> **Yapılacaklar**
A: Okumanın etkisini anlatan metni iki cümleyle nasıl özetlersiniz?
B: Okumanın etkisini anlatan metindeki "Tabiri caizse kürk üstüne, kürk giymek gibi diyebiliriz." cümlesi İngilizceye nasıl çevrilir?
C: Okumanın etkisini anlatan metinden "Uzun bir müddet" ifadesiyle başlayıp "önemlerini şöyle sıralayabiliriz." ifadesiyle biten kısmı aynen çıkarır mısınız?

Uzun bir müddet ruhumda huzursuzluk, doyumsuzluk ve karmaşa açlığı hissettim. Bir müddet bunun farkına varmadan kendimi ciddi bir boşluk içerisinde olduğumu fark ettim, ta ki kitap okuyarak duygularıma derinlik katan şiir ve yazılarla karşılaşıp okuyup yazmaya başlayana kadar, ne zaman ki bu bağlamda okuyup, yazmaya başladıysam ruhumun, zihnimin daha zengin bir hale geldiğini anladım. Bilgilerimin eksik yanlarını tamamlayarak her yönü ile kendimi ciddi manada yenileyerek her şeyin üstesinden okuyarak, yazarak daha güçlü, zinde bir beyine sahip olduğumu hissettim. Okudukça okumak bilgi üstüne bilgi eklemektir.
Tabiri caizse kürk üstüne, kürk giymek gibi diyebiliriz.
Okumanın önemlerini şöyle sıralayabiliriz.

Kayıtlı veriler
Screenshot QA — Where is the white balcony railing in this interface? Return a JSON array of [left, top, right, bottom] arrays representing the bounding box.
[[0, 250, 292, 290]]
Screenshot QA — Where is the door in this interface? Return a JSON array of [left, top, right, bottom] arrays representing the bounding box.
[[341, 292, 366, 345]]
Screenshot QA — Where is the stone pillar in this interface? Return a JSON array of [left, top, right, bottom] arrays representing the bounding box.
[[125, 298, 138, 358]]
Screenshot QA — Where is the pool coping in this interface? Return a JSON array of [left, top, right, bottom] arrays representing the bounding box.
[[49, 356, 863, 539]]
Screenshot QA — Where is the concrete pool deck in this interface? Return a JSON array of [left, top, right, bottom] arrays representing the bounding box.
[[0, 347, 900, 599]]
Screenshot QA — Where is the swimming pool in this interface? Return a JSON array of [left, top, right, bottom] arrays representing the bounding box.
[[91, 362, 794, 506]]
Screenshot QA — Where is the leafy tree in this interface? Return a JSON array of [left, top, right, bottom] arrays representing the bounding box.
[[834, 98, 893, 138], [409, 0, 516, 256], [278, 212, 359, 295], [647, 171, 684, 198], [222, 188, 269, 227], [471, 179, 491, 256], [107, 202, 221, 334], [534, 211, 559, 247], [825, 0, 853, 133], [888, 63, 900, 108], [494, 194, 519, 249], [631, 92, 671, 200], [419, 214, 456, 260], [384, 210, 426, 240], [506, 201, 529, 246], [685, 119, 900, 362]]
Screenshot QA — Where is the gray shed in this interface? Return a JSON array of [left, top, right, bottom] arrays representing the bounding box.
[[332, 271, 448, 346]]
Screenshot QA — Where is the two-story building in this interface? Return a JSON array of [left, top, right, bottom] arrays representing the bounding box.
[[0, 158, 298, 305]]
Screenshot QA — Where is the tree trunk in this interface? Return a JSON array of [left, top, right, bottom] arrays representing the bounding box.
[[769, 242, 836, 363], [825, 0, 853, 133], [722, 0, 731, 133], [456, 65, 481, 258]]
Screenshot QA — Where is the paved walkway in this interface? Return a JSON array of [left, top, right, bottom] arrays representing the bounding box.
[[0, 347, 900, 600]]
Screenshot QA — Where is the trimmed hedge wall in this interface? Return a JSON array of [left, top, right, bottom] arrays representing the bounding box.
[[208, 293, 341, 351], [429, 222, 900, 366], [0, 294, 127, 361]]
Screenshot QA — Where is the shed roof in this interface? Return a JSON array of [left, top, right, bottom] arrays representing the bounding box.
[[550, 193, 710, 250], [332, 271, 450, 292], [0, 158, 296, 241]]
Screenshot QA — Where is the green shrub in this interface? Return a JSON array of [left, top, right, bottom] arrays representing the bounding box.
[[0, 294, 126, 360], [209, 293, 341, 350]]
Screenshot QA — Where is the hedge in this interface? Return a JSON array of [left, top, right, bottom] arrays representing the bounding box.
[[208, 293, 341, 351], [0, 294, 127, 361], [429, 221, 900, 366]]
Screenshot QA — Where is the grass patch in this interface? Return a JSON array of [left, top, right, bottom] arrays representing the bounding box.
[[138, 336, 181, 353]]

> **Beklenen yanıtlar**
A: Anlatıcı uzun süre ruhunda huzursuzluk ve boşluk hissetmiş. Duygularına derinlik katan şiir ve yazılarla karşılaşıp okumaya ve yazmaya başlayınca ruhunun ve zihninin zenginleştiğini, bilgi eksiklerini tamamlayıp kendini yenilediğini ve daha güçlü bir beyne sahip olduğunu hissettiğini anlatıyor.

B: So to speak, we could say it is like wearing fur on top of fur.

C:
Uzun bir müddet ruhumda huzursuzluk, doyumsuzluk ve karmaşa açlığı hissettim. Bir müddet bunun farkına varmadan kendimi ciddi bir boşluk içerisinde olduğumu fark ettim, ta ki kitap okuyarak duygularıma derinlik katan şiir ve yazılarla karşılaşıp okuyup yazmaya başlayana kadar, ne zaman ki bu bağlamda okuyup, yazmaya başladıysam ruhumun, zihnimin daha zengin bir hale geldiğini anladım. Bilgilerimin eksik yanlarını tamamlayarak her yönü ile kendimi ciddi manada yenileyerek her şeyin üstesinden okuyarak, yazarak daha güçlü, zinde bir beyine sahip olduğumu hissettim. Okudukça okumak bilgi üstüne bilgi eklemektir.
Tabiri caizse kürk üstüne, kürk giymek gibi diyebiliriz.
Okumanın önemlerini şöyle sıralayabiliriz.